--- Instruction ---
Copy the lines from the one containing "One marker for each instance of the black" through the end of the items, inclusive, reproducing each line without change.

═════ Record excerpts

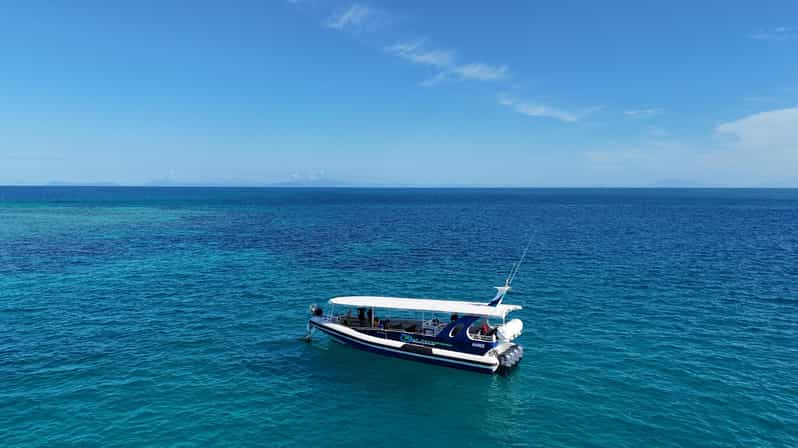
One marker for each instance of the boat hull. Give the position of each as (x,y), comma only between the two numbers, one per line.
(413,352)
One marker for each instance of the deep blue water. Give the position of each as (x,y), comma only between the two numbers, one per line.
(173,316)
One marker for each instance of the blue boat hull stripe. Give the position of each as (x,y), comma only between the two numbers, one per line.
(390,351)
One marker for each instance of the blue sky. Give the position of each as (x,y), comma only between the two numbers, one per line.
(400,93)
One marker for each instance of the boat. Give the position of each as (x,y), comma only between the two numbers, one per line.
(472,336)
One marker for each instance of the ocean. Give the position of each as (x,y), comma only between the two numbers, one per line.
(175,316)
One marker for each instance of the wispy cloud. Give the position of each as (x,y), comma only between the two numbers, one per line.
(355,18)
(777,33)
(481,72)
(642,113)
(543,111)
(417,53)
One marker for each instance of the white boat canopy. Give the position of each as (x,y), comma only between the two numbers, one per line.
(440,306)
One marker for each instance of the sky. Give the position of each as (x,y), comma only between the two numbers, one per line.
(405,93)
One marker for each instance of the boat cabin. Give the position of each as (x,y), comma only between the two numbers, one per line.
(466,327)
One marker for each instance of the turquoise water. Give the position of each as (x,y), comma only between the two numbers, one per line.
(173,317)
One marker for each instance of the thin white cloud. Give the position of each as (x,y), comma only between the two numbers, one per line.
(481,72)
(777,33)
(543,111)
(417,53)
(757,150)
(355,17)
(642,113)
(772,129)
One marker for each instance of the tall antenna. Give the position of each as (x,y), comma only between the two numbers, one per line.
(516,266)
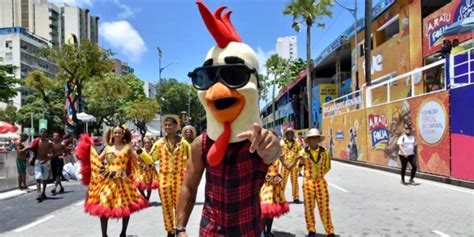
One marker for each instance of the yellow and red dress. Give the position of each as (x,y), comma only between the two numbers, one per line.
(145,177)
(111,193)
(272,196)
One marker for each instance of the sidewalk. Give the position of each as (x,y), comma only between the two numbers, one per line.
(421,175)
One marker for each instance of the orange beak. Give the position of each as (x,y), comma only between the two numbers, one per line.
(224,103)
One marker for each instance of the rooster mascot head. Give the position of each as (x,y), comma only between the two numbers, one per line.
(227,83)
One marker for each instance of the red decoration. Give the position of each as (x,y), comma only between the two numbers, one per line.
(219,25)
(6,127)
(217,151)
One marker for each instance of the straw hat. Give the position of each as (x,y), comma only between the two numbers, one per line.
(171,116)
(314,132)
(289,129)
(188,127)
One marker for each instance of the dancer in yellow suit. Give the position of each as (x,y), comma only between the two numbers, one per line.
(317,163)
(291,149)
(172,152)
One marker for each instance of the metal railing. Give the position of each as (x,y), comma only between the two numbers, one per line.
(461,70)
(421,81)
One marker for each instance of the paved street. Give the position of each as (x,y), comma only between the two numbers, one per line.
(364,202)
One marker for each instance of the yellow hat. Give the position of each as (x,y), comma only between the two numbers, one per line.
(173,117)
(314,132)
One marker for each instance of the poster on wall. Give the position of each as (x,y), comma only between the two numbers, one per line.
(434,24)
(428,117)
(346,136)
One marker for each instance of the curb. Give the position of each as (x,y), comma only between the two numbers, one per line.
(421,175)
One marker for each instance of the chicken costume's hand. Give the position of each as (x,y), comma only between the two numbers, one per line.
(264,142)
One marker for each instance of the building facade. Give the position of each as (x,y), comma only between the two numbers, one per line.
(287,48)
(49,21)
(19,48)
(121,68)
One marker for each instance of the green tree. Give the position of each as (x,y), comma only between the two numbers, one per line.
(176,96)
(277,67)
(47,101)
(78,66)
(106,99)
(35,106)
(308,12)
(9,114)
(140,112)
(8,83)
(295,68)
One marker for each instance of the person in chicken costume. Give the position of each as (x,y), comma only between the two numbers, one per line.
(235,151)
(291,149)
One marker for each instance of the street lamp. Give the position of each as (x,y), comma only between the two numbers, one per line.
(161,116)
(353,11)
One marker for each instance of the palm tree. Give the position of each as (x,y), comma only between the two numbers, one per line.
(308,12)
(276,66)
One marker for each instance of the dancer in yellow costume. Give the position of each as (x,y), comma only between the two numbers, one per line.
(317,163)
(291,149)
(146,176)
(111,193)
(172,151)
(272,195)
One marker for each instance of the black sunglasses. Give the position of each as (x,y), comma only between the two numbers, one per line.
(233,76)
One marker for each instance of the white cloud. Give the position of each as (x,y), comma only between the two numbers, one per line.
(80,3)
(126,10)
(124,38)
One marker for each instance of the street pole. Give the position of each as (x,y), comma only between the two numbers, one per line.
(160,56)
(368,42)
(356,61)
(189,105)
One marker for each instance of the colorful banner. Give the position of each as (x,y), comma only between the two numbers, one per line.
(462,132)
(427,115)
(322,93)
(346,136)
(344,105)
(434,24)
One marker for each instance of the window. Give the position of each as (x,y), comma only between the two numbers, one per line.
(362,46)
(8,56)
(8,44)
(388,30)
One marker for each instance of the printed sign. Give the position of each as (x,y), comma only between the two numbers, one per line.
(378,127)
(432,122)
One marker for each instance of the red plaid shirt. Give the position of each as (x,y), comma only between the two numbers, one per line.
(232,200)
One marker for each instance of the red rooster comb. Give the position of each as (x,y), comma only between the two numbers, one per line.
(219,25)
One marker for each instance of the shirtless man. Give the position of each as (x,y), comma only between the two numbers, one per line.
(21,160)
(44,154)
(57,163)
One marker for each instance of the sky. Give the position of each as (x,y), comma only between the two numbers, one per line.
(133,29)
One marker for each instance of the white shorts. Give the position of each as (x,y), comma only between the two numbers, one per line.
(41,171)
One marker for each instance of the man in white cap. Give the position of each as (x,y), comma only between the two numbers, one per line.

══════════

--- Exercise answer ---
One marker for each instance of the black sunglasses. Give the position of each as (x,y), comma only between the two numbers, one per line.
(233,76)
One marker for each instance of the white cloud. Give the position of each as (x,y), comma only between the two numbers, one per line.
(80,3)
(126,10)
(124,38)
One marker for each instance of the street pole. Give the position of each as (x,y), comma only between the two numbers, one per line.
(160,56)
(368,42)
(356,61)
(189,105)
One marker for each instance of the colorful banner. Give the position of each as (x,y), comma only between the two numbers, one per line.
(462,132)
(427,115)
(322,93)
(346,136)
(344,105)
(434,24)
One marker for each instance of the window. Give the position of each as (x,y), comma only between the two numbers, one per line.
(362,46)
(8,56)
(8,44)
(388,30)
One marker for each instance of the printed sign. Give the position of each as (x,y), comma only between the two numbers, one per line.
(378,127)
(432,122)
One marker for each instance of the red plaid shirt. Give the position of each as (x,y), comma only between the two numbers, one per line.
(232,200)
One marker for each instance of the red rooster comb. Give the position of each as (x,y), comma only between the two numbers, one per line.
(219,25)
One marker for each instance of the shirtless man. Give the position of each as (x,y), comma only between the two numbers, one per line.
(21,160)
(44,154)
(57,163)
One marker for each instance of the sky. Give the position of each as (x,y), comma only between the two numbers, one per line.
(133,29)
One marker for each instance of the white shorts. Give the position of each as (x,y), comma only between the two numbers, one per line.
(41,171)
One marker for each instance of the man in white cap. Give the position of each as (x,y), comma only between the two numbers, one per line.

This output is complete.